Upon entering the apartment, Mr. McInturff observed two bodies face-down on the bedroom floor. Mr. McInturff testified that he did not turn on the bedroom light and that Appellant remained near the front door. McInturff yelled for Appellant to call 911. Because of the location and position of the bodies, Mr. McInturff stated that he was unable to determine the manner in which Shane and Keri were killed. He noticed that Shane's wallet was lying open in the living room.
The earliest that any of the emergency personnel or police were able to tell the manner in which the victims had been killed was approximately 9:25 p.m. Monday evening, several hours after the discovery, when the bodies were moved for the first time by the medical examiner, who determined that the victims had their throats cut with a very sharp bladed instrument. Before that, the assumption had been that the victims were shot in the head. Appellant was being questioned at the police station at the time the true cause of death was revealed. In a key piece of evidence, Appellant spoke with Dale Ketler, his supervisor at work, at 6:41 p.m. on Monday evening - a half-hour after the bodies had been found - and informed him that Shane and Keri had been murdered and that their throats had been cut. In another key piece of evidence, at work earlier that day, Appellant returned a large, fixed-blade hunting knife that he had borrowed from a co-worker, Al Ames. He left the knife at Ames' workstation, with a note of thanks for getting to borrow the knife and adding that he never had a chance to use it. When news of the murders spread around the workplace on Tuesday, Ames turned the knife and the note over to police.

......

§ **What is expected**: Output, word for word, the stretch of the case text above from "Upon entering the" through "the living room.".

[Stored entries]
......

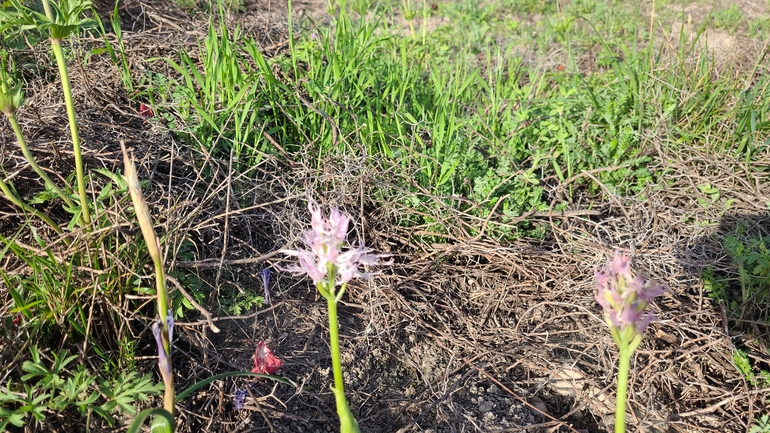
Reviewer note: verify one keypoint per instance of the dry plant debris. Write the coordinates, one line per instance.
(467, 335)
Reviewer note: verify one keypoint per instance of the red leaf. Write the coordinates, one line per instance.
(264, 360)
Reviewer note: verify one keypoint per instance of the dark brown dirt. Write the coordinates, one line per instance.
(471, 335)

......

§ **Task solution**:
Upon entering the apartment, Mr. McInturff observed two bodies face-down on the bedroom floor. Mr. McInturff testified that he did not turn on the bedroom light and that Appellant remained near the front door. McInturff yelled for Appellant to call 911. Because of the location and position of the bodies, Mr. McInturff stated that he was unable to determine the manner in which Shane and Keri were killed. He noticed that Shane's wallet was lying open in the living room.